与えられた指示 A
下の北海道酪農の記事を読み、次の問いにそれぞれ一行で答えよ。
(i) この記事は何という会報の何号から転載されたものか。
(ii) 『なつぞら』はNHK連続テレビ小説の何作目とされているか。
(iii) 『なつぞら』で「おじいさん」を演じているのは誰か。
与えられた指示 B
次の各文が下の北海道酪農の記事の内容と合うかどうかを「はい」か「いいえ」で答え、判断の根拠となる記事中の語句をそのまま引用せよ。
(i) 『なつぞら』は今春から始まったNHK連続テレビ小説である。
(ii) ヒロイン「なつ」の同級生宅は牛10頭から酪農を始めた。
(iii) 酪農業は豚や鳥と同じく多頭飼育の経営スタイルである。
与えられた指示 C
下の北海道酪農の記事に名前が出てくる組織や団体をすべて挙げよ。

出典
######

2019年07月05日

『なつぞら』からみる「北海道の酪農家の変遷」北海道通信 〜この先の『食と農と環境』の取り組みへ〜vol.15

2019年5月発行、AMネット会報LIM91号より

北海道通信 〜この先の『食と農と環境』の取り組みへ〜 vol.15

『なつぞら』からみる「北海道の酪農家の変遷」編                    白川 博   


北海道の白川 博です。今号は、【北海道の酪農家の変遷】編と題して、具体的な事例も交えお伝えできればと思います。まず戦後、北海道の酪農家がたどってきたこれまでの苦悩などについて報告していきたいと思います。


○ 戦後「なつぞら」時代の北海道酪農

 今春から始まったNHK連続テレビ小説『なつぞら』。

記念すべき100作目は、戦後の北海道・十勝の大自然で、まっすぐに生き抜いたヒロイン・なつの愛と感動のドラマとのことですが、「北海道の酪農家の変遷」も丁寧に描かれていると感じています。


ヒロイン「なつ」の同級生宅も牛1頭から始めたように、「酪農業」は、豚や鳥のような多頭飼育の経営スタイルではなく、1頭でも飼育して牛乳生産ができることから、どの牧場でも、搾乳牛は『家族』のように扱われてきました。


 『なつぞら』で、草刈 正雄さんが演じる「おじいさん」が自分の牛乳と他の酪農家の牛乳と一緒にされたくないと農協(JA)と反発するシーンは、私のまわりにいるたくさんの酪農家の共感と同時に賛否を呼びました。

######

格納データ
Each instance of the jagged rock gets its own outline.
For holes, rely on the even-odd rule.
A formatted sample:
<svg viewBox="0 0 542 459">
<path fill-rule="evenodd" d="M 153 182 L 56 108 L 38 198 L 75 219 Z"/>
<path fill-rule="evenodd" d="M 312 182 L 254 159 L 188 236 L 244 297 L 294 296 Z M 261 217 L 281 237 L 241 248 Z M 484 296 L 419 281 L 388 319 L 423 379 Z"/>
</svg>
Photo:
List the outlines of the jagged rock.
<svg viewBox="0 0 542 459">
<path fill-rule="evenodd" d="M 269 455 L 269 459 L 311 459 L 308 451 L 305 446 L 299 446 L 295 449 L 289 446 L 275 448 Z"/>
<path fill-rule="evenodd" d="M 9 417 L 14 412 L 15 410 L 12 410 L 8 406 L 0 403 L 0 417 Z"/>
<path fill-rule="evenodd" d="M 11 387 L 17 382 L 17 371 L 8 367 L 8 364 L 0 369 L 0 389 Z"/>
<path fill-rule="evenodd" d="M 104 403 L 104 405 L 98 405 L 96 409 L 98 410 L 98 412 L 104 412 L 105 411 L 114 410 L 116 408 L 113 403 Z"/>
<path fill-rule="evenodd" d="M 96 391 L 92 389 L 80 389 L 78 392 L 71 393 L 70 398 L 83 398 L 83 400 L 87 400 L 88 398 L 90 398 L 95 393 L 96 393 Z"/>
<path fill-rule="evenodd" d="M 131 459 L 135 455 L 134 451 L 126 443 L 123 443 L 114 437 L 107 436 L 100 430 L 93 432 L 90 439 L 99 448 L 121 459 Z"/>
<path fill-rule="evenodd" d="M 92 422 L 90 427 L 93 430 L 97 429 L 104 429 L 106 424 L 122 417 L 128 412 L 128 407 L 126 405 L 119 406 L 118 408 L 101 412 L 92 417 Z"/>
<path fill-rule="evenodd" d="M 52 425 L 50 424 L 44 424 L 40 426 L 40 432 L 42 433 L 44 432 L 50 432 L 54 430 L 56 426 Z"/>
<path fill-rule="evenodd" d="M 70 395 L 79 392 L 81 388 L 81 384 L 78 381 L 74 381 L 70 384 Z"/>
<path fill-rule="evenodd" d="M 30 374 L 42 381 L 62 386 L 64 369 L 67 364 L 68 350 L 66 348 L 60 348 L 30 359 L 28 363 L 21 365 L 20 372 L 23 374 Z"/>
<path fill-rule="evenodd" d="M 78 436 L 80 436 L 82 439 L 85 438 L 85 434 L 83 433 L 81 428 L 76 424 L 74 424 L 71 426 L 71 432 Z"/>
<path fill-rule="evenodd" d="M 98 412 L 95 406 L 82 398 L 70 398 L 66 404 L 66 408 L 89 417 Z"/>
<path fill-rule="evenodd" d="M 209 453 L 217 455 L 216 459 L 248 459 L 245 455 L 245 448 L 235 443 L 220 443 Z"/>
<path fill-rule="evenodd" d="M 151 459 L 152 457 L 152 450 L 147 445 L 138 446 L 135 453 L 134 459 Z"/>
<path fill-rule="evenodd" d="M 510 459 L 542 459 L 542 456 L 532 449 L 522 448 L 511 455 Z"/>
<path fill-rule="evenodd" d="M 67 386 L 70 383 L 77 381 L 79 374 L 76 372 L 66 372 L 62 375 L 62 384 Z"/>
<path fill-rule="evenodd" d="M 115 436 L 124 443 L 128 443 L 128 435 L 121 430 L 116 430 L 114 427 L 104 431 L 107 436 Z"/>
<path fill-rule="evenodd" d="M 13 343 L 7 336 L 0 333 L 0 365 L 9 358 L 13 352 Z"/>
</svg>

######

記述回答 A
(i) AMネット会報LIM91号
(ii) 100作目
(iii) 草刈 正雄さん

記述回答 B
(i) はい。「今春から始まったNHK連続テレビ小説『なつぞら』。」
(ii) いいえ。「ヒロイン「なつ」の同級生宅も牛1頭から始めたように」
(iii) いいえ。「豚や鳥のような多頭飼育の経営スタイルではなく」

記述回答 C
AMネット、NHK、農協(JA)